◆ PASSAGE:
We all have opinions about spoiling our dogs. I agree with some points of the article, but not everything. Yes, much of what we do for our dogs, we are really doing for ourselves. But if it means more quality time with the pooches than isn’t it a good thing? And that’s really what our pups want… more time being loved by their hoomans.
Please tell us what you think about the article in the Comments Section. Do you agree? Disagree? Can’t wait to hear what you have to say. This should be interesting.
By Stephen Budiansky For The New York Daily News. Budiansky is the author of “The Truth About Dogs.”
If you’re a dog, you apparently don’t have to worry about recessions. Unemployment is up, foreclosures are up, credit card debt is up, and so is the amount people are forking out cash on their dogs.
Each year the pet product industry does a survey of spending, and this year’s figures just came out. You wouldn’t know there’s any economic trouble looking at these numbers. Spending on dog food, toys, veterinary services, and everything else rose 5% over last year.
If the dogs of the United States were their own country, they’d a have a GDP larger than half the other countries in the world.
New York City has an estimated one to one and a half million dogs. That puts its dog population ahead of the human population of all but the five or ten largest cities in the whole country, more than Boston, San Francisco, Detroit, Atlanta, Baltimore. That also makes New York the leading center of Canine Delusion Disorder: The mistaken belief that the more money we lavish on our pets the happier they’ll be. But in fact by substituting money for common sense, training, and discipline, all we’re doing is creating millions of fat, spoiled, and confused and unhappy dogs.

◆ PROBLEM 1:
Answer these questions from the passage on spending for dogs:
(a) What is the title of the book Budiansky wrote?
(b) By what percentage did spending on dogs rise over the previous year?
(c) About how many dogs does New York City have?
◆ PROBLEM 2:
Write the next part of the passage on spending for dogs, picking up right after its final sentence.
The records that come next have nothing to do with the passage on spending for dogs.

◆ DATASET EXCERPTS:

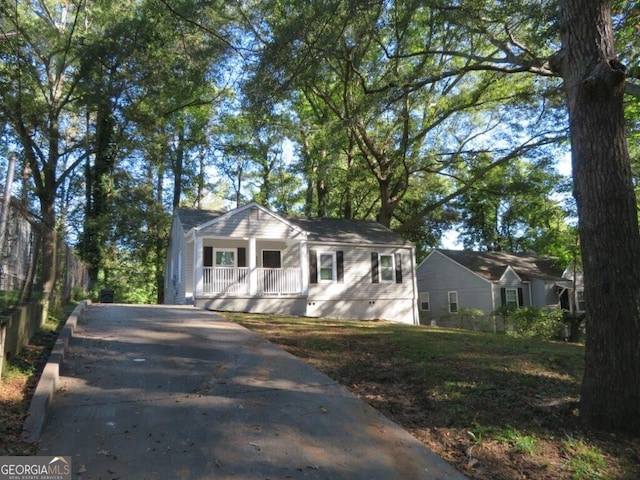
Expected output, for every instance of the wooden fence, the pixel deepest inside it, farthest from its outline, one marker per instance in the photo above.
(19, 277)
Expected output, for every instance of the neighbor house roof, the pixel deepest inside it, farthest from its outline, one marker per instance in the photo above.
(492, 265)
(326, 230)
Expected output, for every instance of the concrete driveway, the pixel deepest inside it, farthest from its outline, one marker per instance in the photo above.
(169, 392)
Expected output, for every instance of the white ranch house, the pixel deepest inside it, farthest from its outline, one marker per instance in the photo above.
(253, 260)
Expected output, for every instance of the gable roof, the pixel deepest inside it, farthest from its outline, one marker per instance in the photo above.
(492, 265)
(337, 230)
(323, 230)
(190, 218)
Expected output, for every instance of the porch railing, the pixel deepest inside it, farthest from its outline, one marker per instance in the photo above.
(232, 280)
(278, 281)
(225, 280)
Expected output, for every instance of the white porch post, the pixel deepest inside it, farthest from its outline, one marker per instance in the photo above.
(251, 263)
(304, 268)
(198, 286)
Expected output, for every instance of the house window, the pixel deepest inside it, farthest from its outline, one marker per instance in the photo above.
(271, 259)
(424, 301)
(580, 303)
(511, 298)
(386, 268)
(453, 302)
(225, 258)
(326, 267)
(326, 263)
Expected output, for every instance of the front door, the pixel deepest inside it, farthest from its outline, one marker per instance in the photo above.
(271, 280)
(271, 259)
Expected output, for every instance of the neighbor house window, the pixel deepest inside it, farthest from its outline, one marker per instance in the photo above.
(386, 268)
(580, 303)
(511, 298)
(225, 258)
(326, 267)
(453, 302)
(327, 264)
(424, 301)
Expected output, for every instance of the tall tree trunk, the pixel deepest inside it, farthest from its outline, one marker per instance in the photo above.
(178, 169)
(608, 219)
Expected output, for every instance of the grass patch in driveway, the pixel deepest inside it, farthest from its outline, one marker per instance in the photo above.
(495, 406)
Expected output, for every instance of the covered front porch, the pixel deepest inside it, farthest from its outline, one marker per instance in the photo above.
(238, 280)
(249, 267)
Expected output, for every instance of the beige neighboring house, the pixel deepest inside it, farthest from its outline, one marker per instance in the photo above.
(254, 260)
(452, 282)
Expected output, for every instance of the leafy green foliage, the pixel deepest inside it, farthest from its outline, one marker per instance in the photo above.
(531, 322)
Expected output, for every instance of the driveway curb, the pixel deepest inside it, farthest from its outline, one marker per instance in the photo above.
(48, 382)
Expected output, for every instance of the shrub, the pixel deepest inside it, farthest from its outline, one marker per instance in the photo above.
(531, 322)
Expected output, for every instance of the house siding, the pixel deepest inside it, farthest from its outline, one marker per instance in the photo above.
(175, 287)
(439, 275)
(357, 296)
(351, 296)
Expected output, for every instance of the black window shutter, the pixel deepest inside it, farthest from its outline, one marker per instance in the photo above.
(374, 267)
(398, 268)
(520, 298)
(242, 257)
(313, 266)
(207, 256)
(340, 266)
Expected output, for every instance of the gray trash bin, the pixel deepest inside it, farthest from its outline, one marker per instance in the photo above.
(106, 295)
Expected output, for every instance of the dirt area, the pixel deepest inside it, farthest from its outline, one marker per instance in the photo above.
(543, 442)
(16, 389)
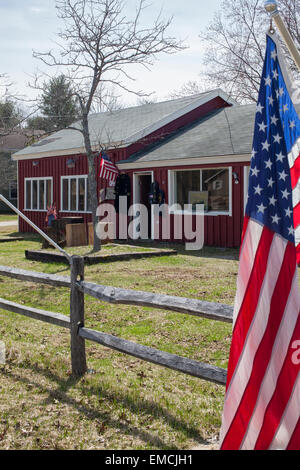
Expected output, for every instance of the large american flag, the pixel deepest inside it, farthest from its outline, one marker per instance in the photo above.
(108, 171)
(262, 402)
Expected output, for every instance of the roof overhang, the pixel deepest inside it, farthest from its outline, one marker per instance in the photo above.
(196, 161)
(202, 100)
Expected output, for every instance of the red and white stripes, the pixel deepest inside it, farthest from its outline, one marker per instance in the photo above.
(263, 383)
(294, 162)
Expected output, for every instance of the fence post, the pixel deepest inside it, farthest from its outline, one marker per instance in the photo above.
(78, 357)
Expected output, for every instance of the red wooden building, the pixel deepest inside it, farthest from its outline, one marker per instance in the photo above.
(193, 147)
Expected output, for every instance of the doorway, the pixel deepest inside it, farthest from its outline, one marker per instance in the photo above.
(141, 191)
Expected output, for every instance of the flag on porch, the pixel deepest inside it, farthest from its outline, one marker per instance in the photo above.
(108, 171)
(262, 402)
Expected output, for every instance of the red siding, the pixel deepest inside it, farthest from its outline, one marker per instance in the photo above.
(224, 231)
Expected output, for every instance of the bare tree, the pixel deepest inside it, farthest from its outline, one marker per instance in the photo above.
(97, 46)
(235, 41)
(187, 89)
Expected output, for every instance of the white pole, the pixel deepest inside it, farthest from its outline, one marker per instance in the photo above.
(49, 240)
(272, 8)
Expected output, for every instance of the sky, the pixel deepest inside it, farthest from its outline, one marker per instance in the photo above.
(28, 25)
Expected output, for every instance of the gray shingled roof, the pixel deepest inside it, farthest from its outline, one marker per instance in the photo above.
(225, 132)
(120, 127)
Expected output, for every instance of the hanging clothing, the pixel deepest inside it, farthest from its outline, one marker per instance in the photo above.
(122, 188)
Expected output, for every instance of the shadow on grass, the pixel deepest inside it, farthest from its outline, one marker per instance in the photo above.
(137, 406)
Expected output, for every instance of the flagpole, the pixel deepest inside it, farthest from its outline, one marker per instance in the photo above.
(272, 9)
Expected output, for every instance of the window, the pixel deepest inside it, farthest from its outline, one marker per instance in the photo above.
(74, 194)
(38, 193)
(12, 190)
(211, 187)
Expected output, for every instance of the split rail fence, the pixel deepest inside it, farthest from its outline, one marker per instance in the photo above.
(79, 333)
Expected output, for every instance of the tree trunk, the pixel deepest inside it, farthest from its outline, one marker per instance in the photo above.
(93, 196)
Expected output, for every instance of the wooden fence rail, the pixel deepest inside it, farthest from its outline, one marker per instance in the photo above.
(79, 287)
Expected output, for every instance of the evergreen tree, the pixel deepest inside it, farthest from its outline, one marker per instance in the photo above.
(58, 104)
(10, 115)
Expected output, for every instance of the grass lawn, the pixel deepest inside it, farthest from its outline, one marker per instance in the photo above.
(123, 403)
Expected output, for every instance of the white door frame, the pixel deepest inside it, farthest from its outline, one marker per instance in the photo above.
(136, 193)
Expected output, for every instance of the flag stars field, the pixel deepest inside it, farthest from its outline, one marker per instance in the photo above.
(261, 409)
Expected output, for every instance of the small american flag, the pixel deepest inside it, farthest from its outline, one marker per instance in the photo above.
(108, 171)
(262, 402)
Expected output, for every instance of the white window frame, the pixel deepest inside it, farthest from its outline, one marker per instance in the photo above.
(172, 191)
(44, 179)
(69, 178)
(246, 185)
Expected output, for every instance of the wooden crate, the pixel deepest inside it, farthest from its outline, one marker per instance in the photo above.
(91, 234)
(76, 235)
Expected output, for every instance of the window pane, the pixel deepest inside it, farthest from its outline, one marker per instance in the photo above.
(28, 195)
(65, 197)
(13, 190)
(73, 195)
(186, 181)
(49, 201)
(34, 194)
(88, 196)
(216, 183)
(81, 198)
(42, 195)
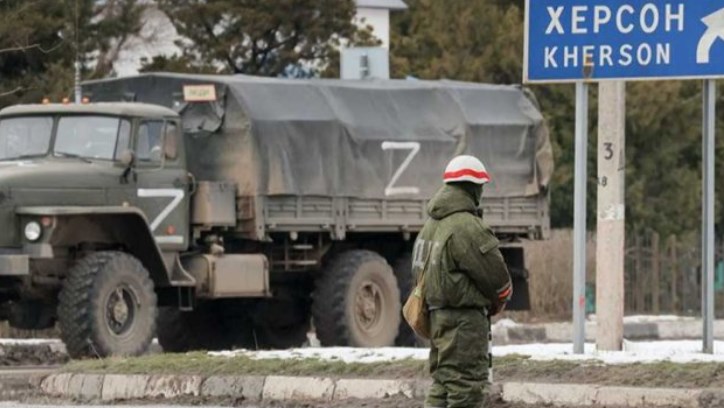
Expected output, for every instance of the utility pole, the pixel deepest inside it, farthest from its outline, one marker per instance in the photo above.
(610, 231)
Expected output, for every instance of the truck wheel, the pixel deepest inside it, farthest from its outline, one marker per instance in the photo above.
(403, 272)
(357, 301)
(107, 307)
(200, 329)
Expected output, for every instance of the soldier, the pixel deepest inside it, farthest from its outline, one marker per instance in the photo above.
(465, 282)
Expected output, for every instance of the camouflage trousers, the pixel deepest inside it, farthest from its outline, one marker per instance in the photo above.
(458, 358)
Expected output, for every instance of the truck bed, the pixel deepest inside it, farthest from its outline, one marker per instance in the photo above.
(259, 216)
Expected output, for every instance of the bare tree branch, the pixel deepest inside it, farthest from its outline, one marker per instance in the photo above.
(30, 47)
(14, 91)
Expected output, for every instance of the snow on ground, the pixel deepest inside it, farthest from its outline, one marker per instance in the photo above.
(634, 352)
(28, 342)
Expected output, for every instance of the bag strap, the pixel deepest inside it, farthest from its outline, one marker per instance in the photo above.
(420, 279)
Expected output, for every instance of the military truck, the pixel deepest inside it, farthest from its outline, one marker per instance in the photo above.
(235, 211)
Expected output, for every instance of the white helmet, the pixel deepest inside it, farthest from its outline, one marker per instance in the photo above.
(466, 168)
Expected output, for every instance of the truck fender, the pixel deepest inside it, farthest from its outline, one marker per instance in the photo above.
(112, 225)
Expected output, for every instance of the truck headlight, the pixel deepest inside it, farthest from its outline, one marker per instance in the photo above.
(33, 231)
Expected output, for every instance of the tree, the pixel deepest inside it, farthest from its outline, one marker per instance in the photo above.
(269, 38)
(40, 39)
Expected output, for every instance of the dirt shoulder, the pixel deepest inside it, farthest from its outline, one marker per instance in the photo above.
(507, 369)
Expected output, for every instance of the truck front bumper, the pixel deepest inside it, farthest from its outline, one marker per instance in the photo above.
(14, 265)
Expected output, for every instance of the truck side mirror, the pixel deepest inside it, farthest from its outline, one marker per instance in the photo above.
(127, 158)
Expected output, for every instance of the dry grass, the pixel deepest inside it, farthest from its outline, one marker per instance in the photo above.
(508, 368)
(10, 333)
(550, 263)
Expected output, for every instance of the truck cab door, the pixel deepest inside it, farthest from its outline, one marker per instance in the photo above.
(162, 191)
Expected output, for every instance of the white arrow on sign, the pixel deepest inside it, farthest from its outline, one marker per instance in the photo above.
(715, 24)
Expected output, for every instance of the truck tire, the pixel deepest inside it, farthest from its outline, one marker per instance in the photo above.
(403, 272)
(107, 307)
(356, 301)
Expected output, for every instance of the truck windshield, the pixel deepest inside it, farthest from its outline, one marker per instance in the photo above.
(93, 137)
(25, 137)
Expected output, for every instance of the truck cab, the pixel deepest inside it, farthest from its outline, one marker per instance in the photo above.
(94, 206)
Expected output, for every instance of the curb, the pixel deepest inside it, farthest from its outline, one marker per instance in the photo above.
(562, 332)
(588, 395)
(112, 387)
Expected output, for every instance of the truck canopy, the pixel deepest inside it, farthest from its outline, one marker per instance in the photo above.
(335, 138)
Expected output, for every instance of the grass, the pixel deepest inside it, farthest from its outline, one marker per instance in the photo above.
(203, 364)
(509, 368)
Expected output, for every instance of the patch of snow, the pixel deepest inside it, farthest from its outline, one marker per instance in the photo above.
(28, 342)
(504, 323)
(656, 319)
(634, 352)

◆ WRITTEN REPLY 1:
(a) "The Truth About Dogs."
(b) 5%.
(c) An estimated one to one and a half million.

◆ WRITTEN REPLY 2:
New York has more than a hundred doggie day care centers ($700 a month for unlimited services). It’s got dog spas and dog gyms, dog boutiques, dog bakeries.
In Manhattan there’s a 24-hour dog emergency hospital with on-call dog oncologists, ophthalmologists, surgeons, cardiologists, behavioral therapists and dermatologists. Of course there’s also pet health insurance ($500 a year and up), and there are pet funeral homes. One New York rabbi advertises dog funeral services. One of the biggest growth areas in the pet product business is organic, and even vegan, dog food.
This is of course nuts.
Now in fairness, New Yorkers like all Americans blow their money on all kinds of frivolities. Go to Starbucks every day and you’ve run through $1,000 in a year easy. And I admit that complaints about the self-indulgent spending habits of one’s fellow citizens always do start to sound like they’re going to be followed by words like “come the revolution . . .”
But what’s really objectionable about the way we’re spending tens of billions of dollars on our dogs each year is that most of it is not good for the dogs themselves.
Dogs don’t want to wear little designer outfits, they don’t want spa treatments and acupuncture, they don’t want to be carried around in little bags, they don’t want cute little decorated muffins, and they sure don’t want vegan dog food. The mindset that drives all of this ridiculous spending is all about gratifying human egos-instead of respecting the true needs, and true natures, of dogs.
Everything we know about the evolution and social nature of dogs tells us that dogs are happiest when they have a secure, well-established-and firmly subordinate-place within their social structure.
The wolf social structure that dogs still carry in their genes has room for only one alpha member of the pack. If that’s not you, the owner, you’ve got big trouble. But so does the dog, because spoiled dogs are never happy dogs: they’re always confused about what their real place in the pack is.
The dogs that are making “canine behavioral therapists” rich these days are disproportionately the very dogs who have gotten so used to pushing around their owners (excuse me, their “caregivers” or “pet parents” in the current lingo) that they no longer see themselves as normal members of the pack.
And then instead of getting to the root of problem, and giving their owners a good shake, all too many of these experts compound the problem by prescribing drugs (including, yes, a doggie version of prozac) to treat medical-sounding “disorders” such as “canine separation anxiety” which they have diagnosed.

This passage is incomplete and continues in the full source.